**Extrait:**

_ _ _

Le troisième groupe est présent sur tous les points de vente mais est essentiellement représenté à la ferme, en AMAP et sur les marchés (Figure 1). Le nombre d’intermédiaires est réduit, variant selon le cas entre 0 et 1, associé à une bonne qualité d’information sur la qualité et l’origine du produit. Les vendeurs, souvent eux-mêmes producteurs, sont enclins à renseigner le client : « Nous cultivons 9 hectares sur deux communes, la Roquette et Mandelieu » ; et évoquent parfois leur métier, notamment la concurrence des circuits longs. Dans la logique de l’AOP (Appellation d’Origine Protégée), l’ensemble du circuit est réalisé dans un périmètre géographique réduit. À Nice, c’est un périmètre régional qui est désigné dans 99% des cas sous la terminologie de « proximité spatiale. » Seul ce troisième groupe peut être qualifié de « circuit court et de proximité », cumulant proximités spatiales, fonctionnelles et relationnelles pour l’ensemble des étapes du circuit.
Conclusion : à chaque type de point de vente ses proximités
À partir d’un matériel original, cette analyse corrobore l’idée déjà mise en avant dans la littérature d’une polysémie de « la proximité », soulignant la nécessité de circonscrire sémantiquement le vocabulaire des proximités. Pour le consommateur en aval du circuit, ce terme reflète des réalités variables en termes de réduction des distances parcourues, du nombre d’intermédiaires, mais également en termes de qualité d’information disponible sur le produit. De plus, ce travail met en évidence que tous les types de points de vente ne mobilisent pas ces proximités de la même manière.

_ _ _

**Objectif fixé A:** Selon l'extrait sur les circuits courts, dans quelle proportion des cas un périmètre régional est-il désigné à Nice sous la terminologie de « proximité spatiale » ?

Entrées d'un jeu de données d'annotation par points
_ _ _

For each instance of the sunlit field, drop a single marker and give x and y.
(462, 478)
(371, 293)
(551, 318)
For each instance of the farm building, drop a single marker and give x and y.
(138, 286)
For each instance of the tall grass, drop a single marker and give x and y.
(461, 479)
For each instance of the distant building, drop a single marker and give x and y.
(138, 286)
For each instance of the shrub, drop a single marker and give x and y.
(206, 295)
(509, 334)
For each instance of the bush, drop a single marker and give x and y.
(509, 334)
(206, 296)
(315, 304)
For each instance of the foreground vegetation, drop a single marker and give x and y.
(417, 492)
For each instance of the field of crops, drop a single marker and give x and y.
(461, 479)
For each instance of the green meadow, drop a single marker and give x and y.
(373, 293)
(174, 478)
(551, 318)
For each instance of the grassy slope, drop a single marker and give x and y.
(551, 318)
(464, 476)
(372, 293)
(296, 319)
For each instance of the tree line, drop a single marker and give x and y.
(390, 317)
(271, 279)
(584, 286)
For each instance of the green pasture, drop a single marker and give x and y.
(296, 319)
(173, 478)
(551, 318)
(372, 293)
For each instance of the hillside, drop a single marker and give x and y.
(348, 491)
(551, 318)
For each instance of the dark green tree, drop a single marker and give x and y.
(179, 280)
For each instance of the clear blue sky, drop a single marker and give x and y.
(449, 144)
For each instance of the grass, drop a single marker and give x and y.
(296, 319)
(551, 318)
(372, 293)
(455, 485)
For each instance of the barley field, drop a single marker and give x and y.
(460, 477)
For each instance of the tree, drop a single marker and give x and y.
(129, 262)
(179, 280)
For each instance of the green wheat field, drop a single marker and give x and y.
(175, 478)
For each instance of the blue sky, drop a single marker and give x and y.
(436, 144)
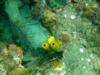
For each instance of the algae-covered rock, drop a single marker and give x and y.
(20, 71)
(49, 18)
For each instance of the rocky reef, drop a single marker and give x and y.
(49, 37)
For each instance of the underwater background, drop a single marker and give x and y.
(49, 37)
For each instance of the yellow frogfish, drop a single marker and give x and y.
(52, 44)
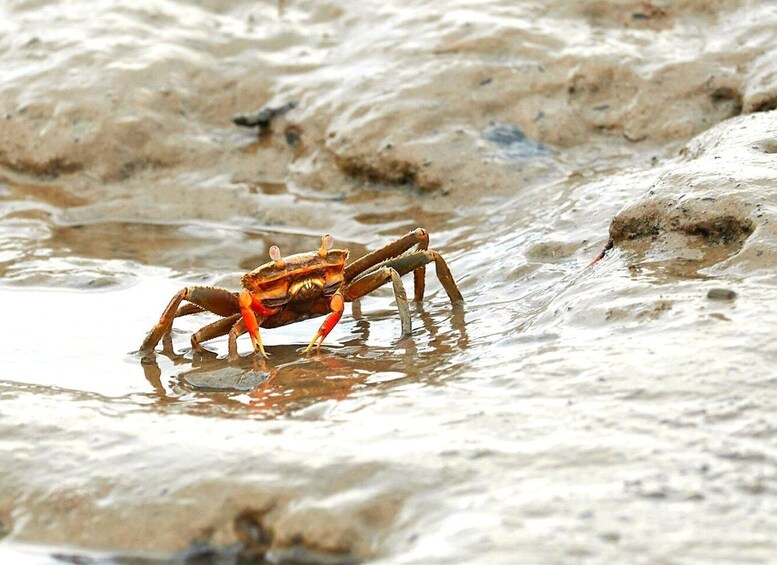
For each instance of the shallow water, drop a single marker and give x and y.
(564, 413)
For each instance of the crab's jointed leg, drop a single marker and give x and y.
(337, 305)
(214, 330)
(418, 236)
(217, 300)
(375, 279)
(411, 262)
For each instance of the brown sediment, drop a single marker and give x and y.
(46, 169)
(381, 170)
(714, 195)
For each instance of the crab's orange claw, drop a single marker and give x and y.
(252, 324)
(337, 305)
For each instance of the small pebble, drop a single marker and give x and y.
(721, 294)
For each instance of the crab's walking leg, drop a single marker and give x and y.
(217, 300)
(418, 236)
(369, 282)
(337, 305)
(216, 329)
(411, 262)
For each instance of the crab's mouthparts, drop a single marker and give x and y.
(308, 289)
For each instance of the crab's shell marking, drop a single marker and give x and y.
(269, 282)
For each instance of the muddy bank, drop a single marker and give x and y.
(564, 414)
(714, 205)
(373, 107)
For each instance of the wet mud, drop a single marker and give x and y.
(618, 412)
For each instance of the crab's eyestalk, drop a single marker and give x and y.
(275, 255)
(326, 245)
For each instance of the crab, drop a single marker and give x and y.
(303, 286)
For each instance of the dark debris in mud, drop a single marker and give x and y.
(390, 171)
(652, 218)
(263, 118)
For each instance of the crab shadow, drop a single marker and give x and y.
(291, 380)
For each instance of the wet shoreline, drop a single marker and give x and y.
(622, 411)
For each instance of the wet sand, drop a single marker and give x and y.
(619, 412)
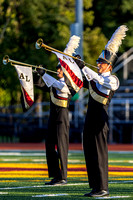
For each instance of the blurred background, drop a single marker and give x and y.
(22, 22)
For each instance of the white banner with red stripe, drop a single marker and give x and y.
(71, 70)
(26, 80)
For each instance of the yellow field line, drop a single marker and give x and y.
(44, 166)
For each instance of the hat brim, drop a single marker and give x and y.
(102, 60)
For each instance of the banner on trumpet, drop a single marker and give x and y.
(71, 71)
(26, 81)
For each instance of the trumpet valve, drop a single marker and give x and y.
(38, 44)
(5, 60)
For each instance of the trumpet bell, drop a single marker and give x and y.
(39, 43)
(5, 60)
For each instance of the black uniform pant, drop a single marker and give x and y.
(96, 152)
(58, 136)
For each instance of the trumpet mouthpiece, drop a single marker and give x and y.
(38, 44)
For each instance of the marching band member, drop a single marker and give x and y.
(102, 86)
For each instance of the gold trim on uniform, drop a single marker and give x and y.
(96, 96)
(58, 102)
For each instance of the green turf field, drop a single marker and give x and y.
(23, 175)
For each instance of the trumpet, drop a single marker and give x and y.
(39, 44)
(7, 60)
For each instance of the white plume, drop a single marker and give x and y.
(116, 39)
(72, 45)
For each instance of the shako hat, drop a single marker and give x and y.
(109, 54)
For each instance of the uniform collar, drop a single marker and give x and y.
(106, 74)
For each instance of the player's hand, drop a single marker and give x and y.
(40, 71)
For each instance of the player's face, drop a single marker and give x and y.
(60, 73)
(103, 67)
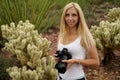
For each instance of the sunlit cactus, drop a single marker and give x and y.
(107, 35)
(113, 14)
(31, 49)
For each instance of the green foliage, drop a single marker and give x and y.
(4, 64)
(37, 11)
(113, 14)
(107, 35)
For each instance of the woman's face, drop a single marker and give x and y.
(71, 17)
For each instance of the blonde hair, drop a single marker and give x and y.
(86, 38)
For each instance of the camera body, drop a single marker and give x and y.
(62, 55)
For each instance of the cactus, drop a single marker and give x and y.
(107, 35)
(31, 49)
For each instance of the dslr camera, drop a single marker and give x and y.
(62, 55)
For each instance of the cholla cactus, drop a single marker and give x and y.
(107, 36)
(31, 49)
(113, 14)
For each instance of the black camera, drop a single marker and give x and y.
(62, 55)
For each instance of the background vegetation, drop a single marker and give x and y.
(45, 15)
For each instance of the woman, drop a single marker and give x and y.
(76, 37)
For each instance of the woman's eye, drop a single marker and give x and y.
(67, 15)
(74, 14)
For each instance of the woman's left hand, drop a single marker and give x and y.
(69, 62)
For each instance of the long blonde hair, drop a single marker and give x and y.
(86, 38)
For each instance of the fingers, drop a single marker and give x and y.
(55, 58)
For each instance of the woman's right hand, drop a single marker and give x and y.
(55, 58)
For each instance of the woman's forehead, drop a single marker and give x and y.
(72, 9)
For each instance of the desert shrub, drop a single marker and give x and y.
(31, 50)
(107, 35)
(4, 64)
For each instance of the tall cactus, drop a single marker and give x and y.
(107, 35)
(31, 49)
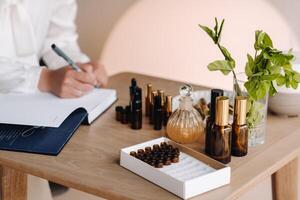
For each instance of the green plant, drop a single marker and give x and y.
(267, 67)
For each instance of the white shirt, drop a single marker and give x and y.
(27, 30)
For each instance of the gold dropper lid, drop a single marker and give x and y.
(149, 90)
(169, 103)
(161, 93)
(240, 110)
(153, 94)
(222, 111)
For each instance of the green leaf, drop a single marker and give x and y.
(270, 77)
(221, 65)
(209, 32)
(262, 40)
(280, 80)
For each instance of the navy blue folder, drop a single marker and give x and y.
(42, 140)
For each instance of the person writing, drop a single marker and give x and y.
(28, 28)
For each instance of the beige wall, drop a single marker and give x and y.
(95, 20)
(97, 17)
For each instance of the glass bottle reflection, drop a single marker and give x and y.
(221, 132)
(185, 125)
(239, 146)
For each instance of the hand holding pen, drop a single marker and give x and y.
(66, 82)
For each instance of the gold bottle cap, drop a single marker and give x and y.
(153, 94)
(169, 103)
(222, 111)
(240, 110)
(149, 90)
(161, 93)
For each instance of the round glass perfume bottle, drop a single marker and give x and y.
(185, 125)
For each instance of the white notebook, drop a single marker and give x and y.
(45, 109)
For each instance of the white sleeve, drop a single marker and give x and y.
(18, 77)
(62, 32)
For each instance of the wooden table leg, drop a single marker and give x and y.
(284, 182)
(13, 184)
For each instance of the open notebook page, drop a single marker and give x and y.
(45, 109)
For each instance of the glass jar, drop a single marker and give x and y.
(185, 125)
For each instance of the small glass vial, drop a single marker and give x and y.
(167, 109)
(185, 125)
(221, 132)
(239, 145)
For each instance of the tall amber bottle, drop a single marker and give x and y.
(148, 99)
(221, 132)
(239, 145)
(210, 121)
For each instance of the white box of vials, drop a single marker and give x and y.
(194, 174)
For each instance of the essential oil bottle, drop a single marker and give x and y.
(210, 121)
(239, 145)
(221, 132)
(167, 109)
(152, 102)
(148, 99)
(158, 114)
(136, 106)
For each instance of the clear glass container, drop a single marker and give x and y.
(185, 125)
(256, 114)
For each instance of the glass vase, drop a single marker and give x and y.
(185, 125)
(256, 113)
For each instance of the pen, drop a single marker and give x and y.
(59, 52)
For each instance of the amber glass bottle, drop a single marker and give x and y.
(221, 132)
(239, 145)
(167, 109)
(148, 99)
(210, 121)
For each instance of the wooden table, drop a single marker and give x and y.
(90, 160)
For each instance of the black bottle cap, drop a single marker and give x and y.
(137, 100)
(214, 94)
(132, 87)
(157, 102)
(119, 108)
(133, 82)
(138, 94)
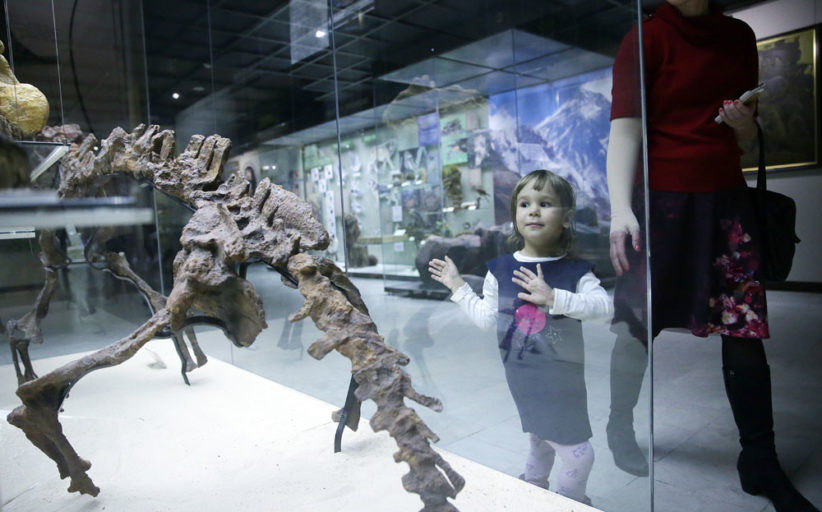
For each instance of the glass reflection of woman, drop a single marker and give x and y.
(704, 247)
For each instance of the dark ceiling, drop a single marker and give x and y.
(233, 60)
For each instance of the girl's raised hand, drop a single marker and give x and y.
(538, 291)
(445, 272)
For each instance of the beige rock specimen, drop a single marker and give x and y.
(22, 104)
(234, 224)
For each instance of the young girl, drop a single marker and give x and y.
(536, 297)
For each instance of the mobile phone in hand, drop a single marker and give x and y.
(746, 97)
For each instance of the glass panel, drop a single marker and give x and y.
(464, 111)
(87, 62)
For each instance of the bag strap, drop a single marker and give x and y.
(761, 185)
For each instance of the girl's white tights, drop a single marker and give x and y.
(577, 461)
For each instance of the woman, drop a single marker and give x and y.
(705, 256)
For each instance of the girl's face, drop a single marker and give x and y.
(540, 220)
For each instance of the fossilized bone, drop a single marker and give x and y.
(232, 224)
(27, 330)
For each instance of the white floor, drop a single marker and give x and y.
(232, 441)
(695, 438)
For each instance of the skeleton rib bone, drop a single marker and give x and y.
(233, 224)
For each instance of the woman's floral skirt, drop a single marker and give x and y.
(704, 267)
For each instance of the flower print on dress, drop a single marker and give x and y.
(739, 310)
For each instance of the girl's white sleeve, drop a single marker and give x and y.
(481, 311)
(590, 301)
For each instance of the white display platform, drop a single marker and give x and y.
(231, 441)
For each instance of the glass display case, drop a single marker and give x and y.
(404, 127)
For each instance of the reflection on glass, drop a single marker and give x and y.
(536, 298)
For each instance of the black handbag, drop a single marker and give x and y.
(776, 219)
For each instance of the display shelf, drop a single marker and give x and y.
(43, 209)
(230, 441)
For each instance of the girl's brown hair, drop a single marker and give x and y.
(567, 200)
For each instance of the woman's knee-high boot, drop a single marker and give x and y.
(749, 392)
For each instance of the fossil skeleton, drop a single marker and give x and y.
(232, 225)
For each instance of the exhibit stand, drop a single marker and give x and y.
(230, 441)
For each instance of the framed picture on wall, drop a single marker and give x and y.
(789, 109)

_ _ _

**Objectif fixé B:** Renvoie toutes les lignes des entrées qui contiennent le mot "tree".

**Réponse attendue A:** Dans 99% des cas.

**Réponse attendue B:**
For each instance of the tree line, drop a single marker and give x and y.
For each instance of the dark green tree, drop a single marker and give x and y.
For each instance of the tree, drop a single marker and give x and y.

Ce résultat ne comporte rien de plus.